Opinión

Estado compuesto o descompuesto

Los sucesos de los últimos meses, y también de los últimos días, han supuesto un examen para nuestras administraciones públicas y, por extensión, para nuestro modelo de Estado. La pandemia, el plan de vacunación y el temporal de frío y nieve son, por separado, problemas de muy difícil gestión. Si, además, coinciden en el tiempo, la complicación se multiplica. Por tanto, cualquier análisis debe partir de la comprensión hacia quienes están al frente de los diferentes operativos, porque siempre es más fácil ver los toros desde la barrera que lidiarlos.
Pero la comprensión –ponerse en los zapatos de quien tiene que tomar decisiones difíciles en poco tiempo y con recursos limitados– no debe impedir que analicemos los resultados del test de estrés que estos problemas tan graves suponen para el funcionamiento de nuestro Estado compuesto, que no debe ser un Estado descompuesto.

# Datos listados:
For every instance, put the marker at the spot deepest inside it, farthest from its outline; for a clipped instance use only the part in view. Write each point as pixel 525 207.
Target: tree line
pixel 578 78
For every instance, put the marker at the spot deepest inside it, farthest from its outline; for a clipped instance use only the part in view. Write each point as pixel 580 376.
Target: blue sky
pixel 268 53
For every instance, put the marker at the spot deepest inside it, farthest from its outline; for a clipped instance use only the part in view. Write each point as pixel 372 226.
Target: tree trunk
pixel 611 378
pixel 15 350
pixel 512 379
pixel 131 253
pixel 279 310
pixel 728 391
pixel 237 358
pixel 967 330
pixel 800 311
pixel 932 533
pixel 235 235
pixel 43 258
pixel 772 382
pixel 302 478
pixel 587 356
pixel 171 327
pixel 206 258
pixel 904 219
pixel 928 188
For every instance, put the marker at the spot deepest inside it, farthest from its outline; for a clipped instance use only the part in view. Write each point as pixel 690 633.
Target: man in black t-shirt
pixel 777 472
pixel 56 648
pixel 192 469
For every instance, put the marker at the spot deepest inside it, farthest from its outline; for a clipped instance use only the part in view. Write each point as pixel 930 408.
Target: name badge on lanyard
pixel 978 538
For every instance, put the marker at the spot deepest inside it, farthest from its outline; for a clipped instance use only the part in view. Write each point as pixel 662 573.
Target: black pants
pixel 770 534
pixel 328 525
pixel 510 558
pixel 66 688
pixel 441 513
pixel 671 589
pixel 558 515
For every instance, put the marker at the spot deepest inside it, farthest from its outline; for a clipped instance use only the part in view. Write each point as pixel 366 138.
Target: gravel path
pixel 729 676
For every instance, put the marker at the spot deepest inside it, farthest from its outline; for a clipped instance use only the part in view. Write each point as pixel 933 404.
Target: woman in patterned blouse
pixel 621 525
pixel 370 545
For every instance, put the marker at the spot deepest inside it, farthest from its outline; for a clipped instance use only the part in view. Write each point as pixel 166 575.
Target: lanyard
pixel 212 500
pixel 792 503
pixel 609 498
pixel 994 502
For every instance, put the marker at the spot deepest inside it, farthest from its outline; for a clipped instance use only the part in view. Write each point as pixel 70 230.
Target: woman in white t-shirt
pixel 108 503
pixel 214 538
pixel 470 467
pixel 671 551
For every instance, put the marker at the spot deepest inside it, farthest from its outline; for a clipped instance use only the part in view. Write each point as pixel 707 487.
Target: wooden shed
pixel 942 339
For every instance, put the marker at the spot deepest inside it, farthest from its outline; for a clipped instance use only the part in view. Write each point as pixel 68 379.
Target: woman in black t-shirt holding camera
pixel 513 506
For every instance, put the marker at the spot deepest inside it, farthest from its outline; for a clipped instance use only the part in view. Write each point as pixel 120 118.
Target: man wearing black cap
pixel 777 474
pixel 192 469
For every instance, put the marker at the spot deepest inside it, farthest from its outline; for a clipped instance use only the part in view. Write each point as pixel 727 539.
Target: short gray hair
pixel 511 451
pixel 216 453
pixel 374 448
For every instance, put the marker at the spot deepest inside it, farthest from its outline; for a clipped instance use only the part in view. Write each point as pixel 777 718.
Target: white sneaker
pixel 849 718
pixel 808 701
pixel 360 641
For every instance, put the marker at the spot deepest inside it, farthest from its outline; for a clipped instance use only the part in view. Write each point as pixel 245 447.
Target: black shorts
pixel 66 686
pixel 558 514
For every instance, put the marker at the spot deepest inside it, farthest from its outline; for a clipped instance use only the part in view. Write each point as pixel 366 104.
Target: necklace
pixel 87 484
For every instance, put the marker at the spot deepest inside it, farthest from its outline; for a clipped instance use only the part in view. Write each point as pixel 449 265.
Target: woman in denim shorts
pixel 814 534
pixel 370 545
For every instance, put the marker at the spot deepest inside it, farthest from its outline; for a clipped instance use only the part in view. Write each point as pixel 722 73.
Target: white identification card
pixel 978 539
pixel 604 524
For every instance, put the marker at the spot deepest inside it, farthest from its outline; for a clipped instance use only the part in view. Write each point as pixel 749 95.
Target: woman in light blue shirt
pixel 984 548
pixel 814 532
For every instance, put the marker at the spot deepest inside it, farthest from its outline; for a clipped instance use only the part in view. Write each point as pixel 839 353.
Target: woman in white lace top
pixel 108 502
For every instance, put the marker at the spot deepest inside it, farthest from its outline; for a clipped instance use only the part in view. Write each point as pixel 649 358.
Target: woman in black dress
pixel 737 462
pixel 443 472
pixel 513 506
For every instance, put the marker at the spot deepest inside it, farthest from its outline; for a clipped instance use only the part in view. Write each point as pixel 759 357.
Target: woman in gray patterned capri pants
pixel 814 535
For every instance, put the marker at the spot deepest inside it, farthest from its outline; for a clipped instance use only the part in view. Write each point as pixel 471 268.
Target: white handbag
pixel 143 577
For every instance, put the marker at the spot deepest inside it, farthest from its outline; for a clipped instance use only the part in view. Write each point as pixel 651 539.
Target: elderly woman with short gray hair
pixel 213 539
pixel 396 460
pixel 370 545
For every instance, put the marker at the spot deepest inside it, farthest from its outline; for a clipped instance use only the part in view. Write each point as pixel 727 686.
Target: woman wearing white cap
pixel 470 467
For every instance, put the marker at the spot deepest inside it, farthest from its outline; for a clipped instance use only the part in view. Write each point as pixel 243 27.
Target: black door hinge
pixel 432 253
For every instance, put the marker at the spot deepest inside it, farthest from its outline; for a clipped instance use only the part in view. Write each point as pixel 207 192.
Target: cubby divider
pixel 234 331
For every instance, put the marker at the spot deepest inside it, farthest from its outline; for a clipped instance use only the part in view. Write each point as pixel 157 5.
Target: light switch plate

# Enunciado:
Contesta con lo que dice el fragmento sobre el Estado compuesto:
(a) ¿Qué tres problemas se señalan como de muy difícil gestión?
(b) ¿De qué debe partir cualquier análisis?
(c) ¿Qué no debe impedir la comprensión?
Responde basándote solo en el fragmento.

# Solución desarrollada:
(a) La pandemia, el plan de vacunación y el temporal de frío y nieve.
(b) De la comprensión hacia quienes están al frente de los diferentes operativos.
(c) Que analicemos los resultados del test de estrés que estos problemas tan graves suponen para el funcionamiento de nuestro Estado compuesto.